Given instruction: Reproduce the lines from the one containing "Could you kindly segment every instance of the **man" up to and including the one containing "501 267 L 504", swapping "white dress shirt" for "gray wool suit" and keeping everything else unchanged.

Entries shown:

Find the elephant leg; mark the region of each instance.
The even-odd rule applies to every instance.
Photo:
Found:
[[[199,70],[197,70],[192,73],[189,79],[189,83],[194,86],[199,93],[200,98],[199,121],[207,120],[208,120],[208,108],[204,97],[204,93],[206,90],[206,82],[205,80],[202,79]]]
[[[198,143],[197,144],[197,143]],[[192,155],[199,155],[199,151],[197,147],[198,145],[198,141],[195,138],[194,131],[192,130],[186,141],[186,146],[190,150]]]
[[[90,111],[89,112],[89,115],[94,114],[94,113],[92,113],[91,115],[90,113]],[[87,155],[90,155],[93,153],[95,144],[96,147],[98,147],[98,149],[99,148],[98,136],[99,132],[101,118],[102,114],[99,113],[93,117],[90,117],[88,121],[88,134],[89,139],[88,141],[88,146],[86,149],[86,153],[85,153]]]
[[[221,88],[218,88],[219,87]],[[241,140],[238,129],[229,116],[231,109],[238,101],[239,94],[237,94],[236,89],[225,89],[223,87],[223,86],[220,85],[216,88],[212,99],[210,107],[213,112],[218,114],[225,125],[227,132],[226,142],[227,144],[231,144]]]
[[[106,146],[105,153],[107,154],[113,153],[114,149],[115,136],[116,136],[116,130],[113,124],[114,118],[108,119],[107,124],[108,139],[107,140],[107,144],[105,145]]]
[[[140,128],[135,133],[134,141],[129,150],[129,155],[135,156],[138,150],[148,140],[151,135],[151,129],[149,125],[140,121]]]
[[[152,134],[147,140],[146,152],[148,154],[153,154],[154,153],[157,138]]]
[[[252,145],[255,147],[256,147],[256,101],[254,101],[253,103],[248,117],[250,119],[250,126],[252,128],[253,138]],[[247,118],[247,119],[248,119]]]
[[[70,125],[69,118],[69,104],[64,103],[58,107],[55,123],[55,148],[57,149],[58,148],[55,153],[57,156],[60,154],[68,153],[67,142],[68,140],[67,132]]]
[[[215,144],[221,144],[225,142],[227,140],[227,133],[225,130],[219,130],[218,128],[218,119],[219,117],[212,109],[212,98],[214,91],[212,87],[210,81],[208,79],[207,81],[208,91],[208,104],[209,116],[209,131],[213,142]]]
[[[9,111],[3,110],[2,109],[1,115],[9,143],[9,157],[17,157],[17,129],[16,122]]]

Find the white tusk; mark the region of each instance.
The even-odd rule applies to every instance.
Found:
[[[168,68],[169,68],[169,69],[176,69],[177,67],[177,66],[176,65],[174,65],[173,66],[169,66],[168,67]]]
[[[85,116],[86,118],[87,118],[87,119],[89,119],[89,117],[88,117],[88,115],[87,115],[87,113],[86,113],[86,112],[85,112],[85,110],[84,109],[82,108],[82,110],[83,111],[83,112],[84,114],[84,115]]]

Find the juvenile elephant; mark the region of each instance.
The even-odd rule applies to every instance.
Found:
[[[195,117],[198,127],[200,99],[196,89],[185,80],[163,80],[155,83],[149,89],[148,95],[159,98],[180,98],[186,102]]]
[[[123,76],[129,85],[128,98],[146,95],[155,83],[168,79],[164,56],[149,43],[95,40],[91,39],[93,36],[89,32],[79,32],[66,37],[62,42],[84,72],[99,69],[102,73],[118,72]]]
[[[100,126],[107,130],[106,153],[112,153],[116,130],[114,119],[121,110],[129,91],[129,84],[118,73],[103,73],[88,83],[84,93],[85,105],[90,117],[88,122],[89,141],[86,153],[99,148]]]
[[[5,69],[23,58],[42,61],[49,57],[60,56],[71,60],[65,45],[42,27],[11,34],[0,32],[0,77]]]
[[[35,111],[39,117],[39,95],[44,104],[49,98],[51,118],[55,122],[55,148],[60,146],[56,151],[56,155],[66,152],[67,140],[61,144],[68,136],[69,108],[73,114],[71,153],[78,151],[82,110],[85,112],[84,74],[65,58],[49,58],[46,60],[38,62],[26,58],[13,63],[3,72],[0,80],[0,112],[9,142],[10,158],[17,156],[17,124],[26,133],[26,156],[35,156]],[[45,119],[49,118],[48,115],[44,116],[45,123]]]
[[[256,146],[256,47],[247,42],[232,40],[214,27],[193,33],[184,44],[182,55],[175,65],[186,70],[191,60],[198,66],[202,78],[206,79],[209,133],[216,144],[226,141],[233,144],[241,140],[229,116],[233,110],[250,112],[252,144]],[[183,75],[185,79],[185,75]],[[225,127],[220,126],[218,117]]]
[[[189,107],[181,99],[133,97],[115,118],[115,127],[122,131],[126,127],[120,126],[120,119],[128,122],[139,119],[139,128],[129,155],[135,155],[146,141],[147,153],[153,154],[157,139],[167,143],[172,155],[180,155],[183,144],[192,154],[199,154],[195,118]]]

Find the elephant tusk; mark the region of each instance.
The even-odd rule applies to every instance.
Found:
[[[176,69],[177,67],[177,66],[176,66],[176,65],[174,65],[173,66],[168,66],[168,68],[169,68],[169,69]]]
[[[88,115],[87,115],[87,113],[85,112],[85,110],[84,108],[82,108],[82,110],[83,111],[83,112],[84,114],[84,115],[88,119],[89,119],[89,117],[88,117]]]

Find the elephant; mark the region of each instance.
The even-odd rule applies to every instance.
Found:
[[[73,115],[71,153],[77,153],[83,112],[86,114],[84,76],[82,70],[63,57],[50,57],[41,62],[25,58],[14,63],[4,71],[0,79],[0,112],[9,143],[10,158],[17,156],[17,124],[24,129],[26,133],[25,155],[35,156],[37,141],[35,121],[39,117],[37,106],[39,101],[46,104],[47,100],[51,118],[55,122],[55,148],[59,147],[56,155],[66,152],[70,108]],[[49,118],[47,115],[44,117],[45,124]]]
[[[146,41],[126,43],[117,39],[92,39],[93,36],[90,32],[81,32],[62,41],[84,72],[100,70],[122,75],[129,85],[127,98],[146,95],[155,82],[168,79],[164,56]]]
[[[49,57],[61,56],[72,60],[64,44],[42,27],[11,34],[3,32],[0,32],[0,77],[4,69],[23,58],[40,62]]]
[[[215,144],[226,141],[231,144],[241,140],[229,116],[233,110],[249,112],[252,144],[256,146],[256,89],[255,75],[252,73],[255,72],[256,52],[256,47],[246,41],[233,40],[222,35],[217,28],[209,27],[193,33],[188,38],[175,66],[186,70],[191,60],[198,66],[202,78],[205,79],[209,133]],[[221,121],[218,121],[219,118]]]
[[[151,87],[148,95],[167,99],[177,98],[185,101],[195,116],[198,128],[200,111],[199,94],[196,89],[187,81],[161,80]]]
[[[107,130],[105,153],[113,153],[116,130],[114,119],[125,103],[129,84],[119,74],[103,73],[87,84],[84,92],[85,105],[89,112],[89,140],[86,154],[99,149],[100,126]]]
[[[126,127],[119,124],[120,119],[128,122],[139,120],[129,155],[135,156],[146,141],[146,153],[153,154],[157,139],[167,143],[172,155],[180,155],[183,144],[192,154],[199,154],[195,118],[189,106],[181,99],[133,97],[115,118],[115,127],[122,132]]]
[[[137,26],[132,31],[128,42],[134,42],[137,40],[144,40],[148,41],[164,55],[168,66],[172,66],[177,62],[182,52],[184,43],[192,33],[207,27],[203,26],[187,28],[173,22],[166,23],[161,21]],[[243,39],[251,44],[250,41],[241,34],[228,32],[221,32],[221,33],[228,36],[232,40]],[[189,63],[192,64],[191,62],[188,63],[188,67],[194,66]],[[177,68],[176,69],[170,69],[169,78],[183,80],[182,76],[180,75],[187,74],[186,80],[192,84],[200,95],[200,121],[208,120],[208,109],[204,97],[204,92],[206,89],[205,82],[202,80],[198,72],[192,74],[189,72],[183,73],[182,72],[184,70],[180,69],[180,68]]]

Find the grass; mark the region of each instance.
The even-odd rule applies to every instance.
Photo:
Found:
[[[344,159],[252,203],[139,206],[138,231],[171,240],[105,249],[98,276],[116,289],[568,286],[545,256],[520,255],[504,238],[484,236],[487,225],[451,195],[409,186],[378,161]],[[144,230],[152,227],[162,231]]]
--
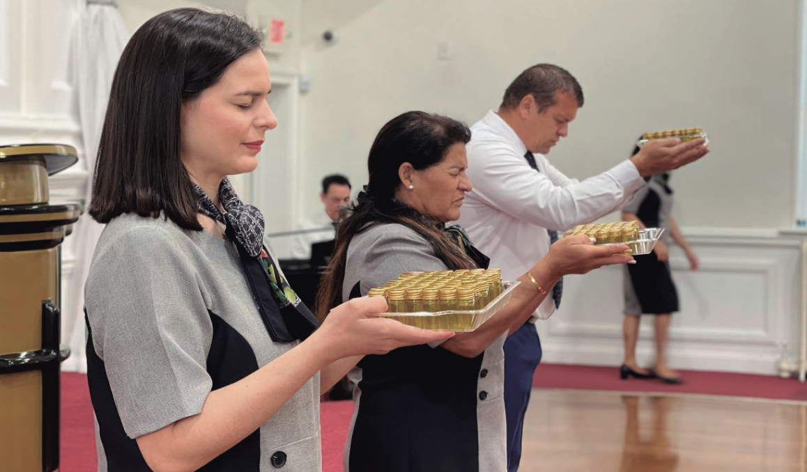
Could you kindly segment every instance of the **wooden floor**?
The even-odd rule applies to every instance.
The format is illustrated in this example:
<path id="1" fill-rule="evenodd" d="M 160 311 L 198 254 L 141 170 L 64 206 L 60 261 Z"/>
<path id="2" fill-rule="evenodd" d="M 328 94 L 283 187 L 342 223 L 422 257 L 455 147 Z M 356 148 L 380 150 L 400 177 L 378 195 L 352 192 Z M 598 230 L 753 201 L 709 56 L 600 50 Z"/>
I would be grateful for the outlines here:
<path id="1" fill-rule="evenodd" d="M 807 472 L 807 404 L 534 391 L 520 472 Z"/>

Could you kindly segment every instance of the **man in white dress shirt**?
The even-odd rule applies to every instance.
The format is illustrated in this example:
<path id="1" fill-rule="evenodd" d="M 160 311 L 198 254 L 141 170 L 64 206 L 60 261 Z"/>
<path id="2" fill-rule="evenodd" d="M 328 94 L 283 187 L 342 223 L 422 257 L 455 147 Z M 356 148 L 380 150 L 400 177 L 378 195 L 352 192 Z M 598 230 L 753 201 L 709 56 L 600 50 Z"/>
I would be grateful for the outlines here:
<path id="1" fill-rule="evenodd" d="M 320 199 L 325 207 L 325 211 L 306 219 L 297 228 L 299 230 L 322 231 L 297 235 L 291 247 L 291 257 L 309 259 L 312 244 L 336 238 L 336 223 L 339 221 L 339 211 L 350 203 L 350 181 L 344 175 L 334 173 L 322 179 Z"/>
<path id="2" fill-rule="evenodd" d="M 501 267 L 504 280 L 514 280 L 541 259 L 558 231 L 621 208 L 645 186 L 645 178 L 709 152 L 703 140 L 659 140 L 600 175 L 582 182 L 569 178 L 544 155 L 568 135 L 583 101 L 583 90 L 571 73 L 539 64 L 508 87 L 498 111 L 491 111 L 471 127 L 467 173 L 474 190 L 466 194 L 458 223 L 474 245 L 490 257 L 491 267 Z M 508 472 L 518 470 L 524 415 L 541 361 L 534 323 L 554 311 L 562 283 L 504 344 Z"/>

Task answer:
Could you kindly segment every instance of the **man in gray wool suit**?
The even-odd rule applies to every instance.
The format is illustrated in this example:
<path id="1" fill-rule="evenodd" d="M 160 311 L 198 254 L 141 170 L 64 206 L 60 261 Z"/>
<path id="2" fill-rule="evenodd" d="M 328 94 L 283 187 L 342 223 L 422 257 L 455 147 Z M 356 148 L 380 150 L 400 177 L 378 195 L 352 192 Z M 598 230 L 753 201 L 709 56 L 600 50 Z"/>
I would be grateful for the outlines here:
<path id="1" fill-rule="evenodd" d="M 320 199 L 325 207 L 325 211 L 306 219 L 297 228 L 299 230 L 322 231 L 297 235 L 291 247 L 291 257 L 309 259 L 312 244 L 336 238 L 336 223 L 339 221 L 339 211 L 350 203 L 350 181 L 344 175 L 334 173 L 322 179 Z"/>
<path id="2" fill-rule="evenodd" d="M 501 267 L 504 280 L 514 280 L 541 259 L 558 231 L 621 208 L 645 186 L 645 178 L 709 152 L 703 140 L 659 140 L 600 175 L 582 182 L 569 178 L 544 155 L 568 135 L 583 101 L 583 90 L 571 73 L 539 64 L 508 87 L 498 111 L 491 111 L 471 127 L 467 173 L 474 190 L 466 194 L 458 223 L 474 245 L 490 257 L 491 267 Z M 508 472 L 518 470 L 524 415 L 541 361 L 534 323 L 554 311 L 562 283 L 504 344 Z"/>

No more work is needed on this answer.